What is needed:
Find "Return the mask of every instance of the <item>clump" in the data below; transcribe the line it appears on and each line after it, exactly, to the end, and nothing else.

Information shown:
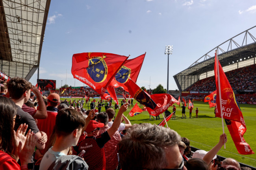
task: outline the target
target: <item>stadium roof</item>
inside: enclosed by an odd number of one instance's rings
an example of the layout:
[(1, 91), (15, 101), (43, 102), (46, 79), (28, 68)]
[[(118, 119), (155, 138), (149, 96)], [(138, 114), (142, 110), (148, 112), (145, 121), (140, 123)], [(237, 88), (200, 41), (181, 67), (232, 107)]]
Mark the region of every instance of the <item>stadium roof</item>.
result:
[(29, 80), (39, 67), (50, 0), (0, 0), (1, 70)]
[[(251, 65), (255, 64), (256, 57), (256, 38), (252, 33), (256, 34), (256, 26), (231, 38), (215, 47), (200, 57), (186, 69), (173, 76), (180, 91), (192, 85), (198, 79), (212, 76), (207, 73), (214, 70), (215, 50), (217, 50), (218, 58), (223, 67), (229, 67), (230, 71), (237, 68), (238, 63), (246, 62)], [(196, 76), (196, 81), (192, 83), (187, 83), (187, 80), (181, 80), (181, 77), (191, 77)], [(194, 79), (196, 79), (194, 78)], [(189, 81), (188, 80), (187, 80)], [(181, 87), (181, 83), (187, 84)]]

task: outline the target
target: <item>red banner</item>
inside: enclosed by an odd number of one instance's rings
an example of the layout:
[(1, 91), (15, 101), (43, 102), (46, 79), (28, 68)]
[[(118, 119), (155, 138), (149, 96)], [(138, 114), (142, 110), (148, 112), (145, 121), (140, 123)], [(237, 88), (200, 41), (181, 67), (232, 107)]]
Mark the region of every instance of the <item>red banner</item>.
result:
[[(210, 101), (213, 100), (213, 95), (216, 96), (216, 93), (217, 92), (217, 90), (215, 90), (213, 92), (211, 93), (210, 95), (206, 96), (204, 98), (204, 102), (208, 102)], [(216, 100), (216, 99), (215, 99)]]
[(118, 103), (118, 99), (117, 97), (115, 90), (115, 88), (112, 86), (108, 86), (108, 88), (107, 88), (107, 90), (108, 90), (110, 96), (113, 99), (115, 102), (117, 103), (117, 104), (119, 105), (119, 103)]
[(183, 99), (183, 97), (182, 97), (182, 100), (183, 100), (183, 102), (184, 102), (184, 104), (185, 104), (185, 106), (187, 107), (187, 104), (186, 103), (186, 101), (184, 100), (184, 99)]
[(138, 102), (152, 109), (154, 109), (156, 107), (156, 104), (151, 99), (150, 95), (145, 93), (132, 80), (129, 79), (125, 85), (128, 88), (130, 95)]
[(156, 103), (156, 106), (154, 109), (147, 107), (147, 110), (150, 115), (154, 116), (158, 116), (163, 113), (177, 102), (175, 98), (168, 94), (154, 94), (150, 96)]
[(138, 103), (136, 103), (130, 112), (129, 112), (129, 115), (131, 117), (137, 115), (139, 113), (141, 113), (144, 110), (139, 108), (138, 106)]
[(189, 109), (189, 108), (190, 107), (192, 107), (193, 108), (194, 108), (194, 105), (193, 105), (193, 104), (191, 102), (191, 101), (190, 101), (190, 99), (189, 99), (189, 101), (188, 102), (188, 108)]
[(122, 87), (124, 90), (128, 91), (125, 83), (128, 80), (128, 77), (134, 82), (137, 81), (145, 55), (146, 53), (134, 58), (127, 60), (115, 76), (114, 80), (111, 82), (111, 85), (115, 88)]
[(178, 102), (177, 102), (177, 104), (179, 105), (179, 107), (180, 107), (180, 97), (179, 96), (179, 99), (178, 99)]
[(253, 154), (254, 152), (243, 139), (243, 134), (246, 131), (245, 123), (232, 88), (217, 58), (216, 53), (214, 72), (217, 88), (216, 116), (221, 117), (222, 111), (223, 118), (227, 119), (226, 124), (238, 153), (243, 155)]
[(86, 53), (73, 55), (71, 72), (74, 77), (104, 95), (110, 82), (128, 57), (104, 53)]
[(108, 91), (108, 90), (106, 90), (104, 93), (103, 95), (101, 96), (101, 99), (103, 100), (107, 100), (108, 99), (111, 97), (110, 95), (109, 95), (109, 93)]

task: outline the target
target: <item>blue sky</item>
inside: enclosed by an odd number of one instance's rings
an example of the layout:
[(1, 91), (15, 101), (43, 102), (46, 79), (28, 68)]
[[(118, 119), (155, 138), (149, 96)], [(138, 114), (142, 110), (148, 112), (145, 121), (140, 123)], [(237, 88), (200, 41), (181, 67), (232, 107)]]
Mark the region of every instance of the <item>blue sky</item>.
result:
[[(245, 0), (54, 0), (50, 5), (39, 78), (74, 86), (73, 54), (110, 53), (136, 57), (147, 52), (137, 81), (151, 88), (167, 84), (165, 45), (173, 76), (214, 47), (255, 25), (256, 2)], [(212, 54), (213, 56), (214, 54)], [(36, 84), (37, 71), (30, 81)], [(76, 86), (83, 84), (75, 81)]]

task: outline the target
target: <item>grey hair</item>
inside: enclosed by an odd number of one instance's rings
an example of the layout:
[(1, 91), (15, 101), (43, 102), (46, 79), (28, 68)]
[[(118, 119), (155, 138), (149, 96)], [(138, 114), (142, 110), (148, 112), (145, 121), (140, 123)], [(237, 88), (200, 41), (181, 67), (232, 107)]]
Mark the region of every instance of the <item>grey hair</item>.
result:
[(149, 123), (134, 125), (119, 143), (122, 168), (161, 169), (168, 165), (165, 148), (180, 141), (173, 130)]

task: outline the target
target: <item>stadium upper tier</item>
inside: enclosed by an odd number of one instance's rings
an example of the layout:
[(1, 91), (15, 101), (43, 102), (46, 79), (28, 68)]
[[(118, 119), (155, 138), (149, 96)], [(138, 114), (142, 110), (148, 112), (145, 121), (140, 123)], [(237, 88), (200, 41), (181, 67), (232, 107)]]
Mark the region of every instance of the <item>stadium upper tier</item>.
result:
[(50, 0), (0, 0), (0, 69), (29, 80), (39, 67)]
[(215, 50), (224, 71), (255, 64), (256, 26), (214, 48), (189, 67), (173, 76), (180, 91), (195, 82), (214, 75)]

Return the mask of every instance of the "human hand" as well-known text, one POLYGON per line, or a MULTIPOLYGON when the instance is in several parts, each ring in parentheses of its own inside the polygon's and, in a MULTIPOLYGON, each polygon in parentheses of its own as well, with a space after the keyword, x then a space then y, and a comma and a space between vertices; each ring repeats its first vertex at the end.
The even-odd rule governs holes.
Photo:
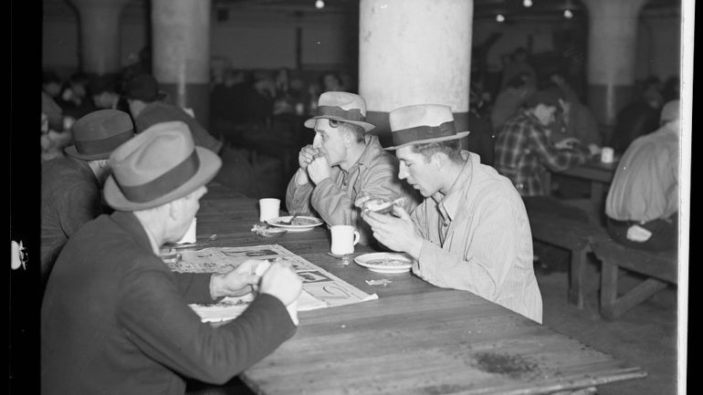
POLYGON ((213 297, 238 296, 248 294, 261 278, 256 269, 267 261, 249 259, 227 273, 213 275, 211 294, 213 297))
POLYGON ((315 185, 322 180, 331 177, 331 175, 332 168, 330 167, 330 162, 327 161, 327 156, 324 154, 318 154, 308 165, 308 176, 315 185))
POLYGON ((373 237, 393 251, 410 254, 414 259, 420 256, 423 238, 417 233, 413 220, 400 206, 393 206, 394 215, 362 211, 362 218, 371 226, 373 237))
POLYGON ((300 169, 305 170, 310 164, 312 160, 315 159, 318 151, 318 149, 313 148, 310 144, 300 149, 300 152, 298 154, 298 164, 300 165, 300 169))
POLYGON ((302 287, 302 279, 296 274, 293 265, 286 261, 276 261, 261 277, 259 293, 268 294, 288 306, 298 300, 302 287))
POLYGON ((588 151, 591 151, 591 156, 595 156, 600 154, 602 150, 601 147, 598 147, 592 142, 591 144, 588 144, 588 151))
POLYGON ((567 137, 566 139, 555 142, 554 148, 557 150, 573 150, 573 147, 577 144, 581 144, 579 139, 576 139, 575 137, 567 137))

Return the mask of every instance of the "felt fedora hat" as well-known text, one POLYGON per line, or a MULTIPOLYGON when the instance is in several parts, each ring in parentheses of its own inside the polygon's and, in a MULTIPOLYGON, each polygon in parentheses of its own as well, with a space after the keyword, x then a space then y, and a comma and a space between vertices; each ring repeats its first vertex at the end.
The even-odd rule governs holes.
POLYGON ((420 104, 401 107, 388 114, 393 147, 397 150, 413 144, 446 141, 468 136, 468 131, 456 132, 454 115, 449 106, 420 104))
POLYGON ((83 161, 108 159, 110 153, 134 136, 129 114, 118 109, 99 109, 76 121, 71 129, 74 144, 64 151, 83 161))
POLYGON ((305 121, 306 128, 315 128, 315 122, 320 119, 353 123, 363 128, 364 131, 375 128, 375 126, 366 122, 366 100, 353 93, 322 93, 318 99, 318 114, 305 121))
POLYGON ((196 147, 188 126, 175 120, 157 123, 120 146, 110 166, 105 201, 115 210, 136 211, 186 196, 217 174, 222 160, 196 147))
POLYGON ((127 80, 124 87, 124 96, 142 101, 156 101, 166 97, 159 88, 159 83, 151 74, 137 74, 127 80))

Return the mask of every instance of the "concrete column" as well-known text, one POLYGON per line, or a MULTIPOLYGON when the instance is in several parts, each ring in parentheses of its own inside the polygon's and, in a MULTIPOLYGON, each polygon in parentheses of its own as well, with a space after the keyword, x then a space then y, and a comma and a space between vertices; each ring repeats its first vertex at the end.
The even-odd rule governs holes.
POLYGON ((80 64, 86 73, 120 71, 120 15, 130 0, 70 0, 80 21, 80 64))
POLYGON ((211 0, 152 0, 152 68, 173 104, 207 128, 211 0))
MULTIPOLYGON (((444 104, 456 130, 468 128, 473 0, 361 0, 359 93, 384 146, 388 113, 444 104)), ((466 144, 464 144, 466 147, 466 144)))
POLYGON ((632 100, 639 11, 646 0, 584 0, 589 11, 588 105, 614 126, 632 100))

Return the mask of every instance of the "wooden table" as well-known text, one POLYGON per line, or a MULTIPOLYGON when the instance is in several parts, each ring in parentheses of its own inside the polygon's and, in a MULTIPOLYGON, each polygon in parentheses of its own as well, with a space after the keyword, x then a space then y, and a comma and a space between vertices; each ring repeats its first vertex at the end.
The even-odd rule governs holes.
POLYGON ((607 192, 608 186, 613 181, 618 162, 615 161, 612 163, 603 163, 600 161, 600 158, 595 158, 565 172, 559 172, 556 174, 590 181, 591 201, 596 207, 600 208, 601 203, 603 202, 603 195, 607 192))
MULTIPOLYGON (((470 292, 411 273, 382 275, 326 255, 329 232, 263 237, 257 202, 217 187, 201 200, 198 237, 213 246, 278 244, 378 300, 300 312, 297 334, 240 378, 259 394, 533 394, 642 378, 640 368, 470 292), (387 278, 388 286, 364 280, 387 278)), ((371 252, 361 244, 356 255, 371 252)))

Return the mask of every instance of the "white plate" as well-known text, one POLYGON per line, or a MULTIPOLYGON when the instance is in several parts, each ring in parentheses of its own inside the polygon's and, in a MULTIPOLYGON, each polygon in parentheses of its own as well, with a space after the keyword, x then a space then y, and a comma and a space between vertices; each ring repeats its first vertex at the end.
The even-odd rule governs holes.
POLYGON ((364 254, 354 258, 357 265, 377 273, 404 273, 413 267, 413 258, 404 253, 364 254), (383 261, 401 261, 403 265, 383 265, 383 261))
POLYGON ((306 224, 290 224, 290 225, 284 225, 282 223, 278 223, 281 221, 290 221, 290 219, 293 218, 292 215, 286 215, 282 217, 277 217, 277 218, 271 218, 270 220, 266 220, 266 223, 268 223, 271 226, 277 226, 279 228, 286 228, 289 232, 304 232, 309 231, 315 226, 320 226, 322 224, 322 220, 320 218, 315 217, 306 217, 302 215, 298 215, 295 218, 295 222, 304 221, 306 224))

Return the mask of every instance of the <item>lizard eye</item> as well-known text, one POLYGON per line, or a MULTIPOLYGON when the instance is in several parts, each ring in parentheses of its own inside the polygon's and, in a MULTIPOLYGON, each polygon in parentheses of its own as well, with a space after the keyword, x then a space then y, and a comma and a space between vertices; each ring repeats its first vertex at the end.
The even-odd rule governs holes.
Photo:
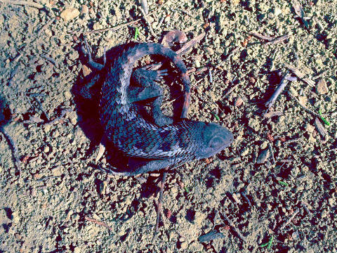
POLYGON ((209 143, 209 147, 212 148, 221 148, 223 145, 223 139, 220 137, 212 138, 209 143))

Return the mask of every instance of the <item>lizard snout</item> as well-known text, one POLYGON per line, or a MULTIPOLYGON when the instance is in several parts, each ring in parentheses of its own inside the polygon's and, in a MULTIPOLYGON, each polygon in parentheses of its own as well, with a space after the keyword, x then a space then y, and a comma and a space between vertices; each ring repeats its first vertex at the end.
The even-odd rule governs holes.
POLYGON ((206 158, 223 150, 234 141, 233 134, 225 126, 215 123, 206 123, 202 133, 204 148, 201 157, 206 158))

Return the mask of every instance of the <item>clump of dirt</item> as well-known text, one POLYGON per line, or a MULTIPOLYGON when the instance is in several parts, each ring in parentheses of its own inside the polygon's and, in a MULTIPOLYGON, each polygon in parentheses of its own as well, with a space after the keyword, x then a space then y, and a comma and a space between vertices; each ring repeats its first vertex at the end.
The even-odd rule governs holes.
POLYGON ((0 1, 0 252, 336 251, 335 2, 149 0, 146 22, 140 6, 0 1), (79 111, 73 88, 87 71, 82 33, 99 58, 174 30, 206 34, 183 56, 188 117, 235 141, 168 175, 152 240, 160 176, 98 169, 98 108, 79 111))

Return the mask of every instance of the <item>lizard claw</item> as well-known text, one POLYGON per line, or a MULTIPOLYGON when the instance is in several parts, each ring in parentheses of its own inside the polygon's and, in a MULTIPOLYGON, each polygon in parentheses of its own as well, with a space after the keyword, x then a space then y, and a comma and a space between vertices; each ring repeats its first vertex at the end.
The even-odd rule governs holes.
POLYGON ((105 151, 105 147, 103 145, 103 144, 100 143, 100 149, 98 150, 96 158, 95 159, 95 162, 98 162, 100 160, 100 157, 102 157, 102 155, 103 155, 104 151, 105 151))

The output:
Return the mask of every instance of the <item>clump of dirt</item> as well-known text, one POLYGON per line, or a MULTIPOLYGON when the instance is in several parts, each ring in parentheses of its own inside the polygon's and, in a MULTIPOLYGON, each polygon in parentheses of its own as well, with a space after the keyword, x then a space then y, and a comma and a space between vertices; each ring repeats its first vertex at the end.
The even-odd rule governs holes.
POLYGON ((0 1, 0 252, 336 251, 335 2, 149 0, 146 22, 140 6, 0 1), (79 111, 73 88, 87 71, 82 33, 99 58, 174 30, 206 34, 183 56, 188 117, 235 141, 168 175, 152 240, 160 176, 98 169, 98 108, 79 111))

Return the mask of every instance of the <item>lizard claw</item> as well-known text, one POLYGON per line, or a MULTIPOLYGON when the instance is in several parts, each ring in parentheses of its own inside the polygon's and, in a MULTIPOLYGON, each polygon in parentheses of its own as well, with a space after the keyword, x then a space then y, and a comma and a space between vertices; each ring repeats its first vertex at the end.
The even-odd rule governs holes.
POLYGON ((105 151, 105 147, 103 145, 103 144, 100 143, 100 149, 98 150, 96 158, 95 159, 95 162, 98 162, 100 160, 100 157, 102 157, 102 155, 103 155, 104 151, 105 151))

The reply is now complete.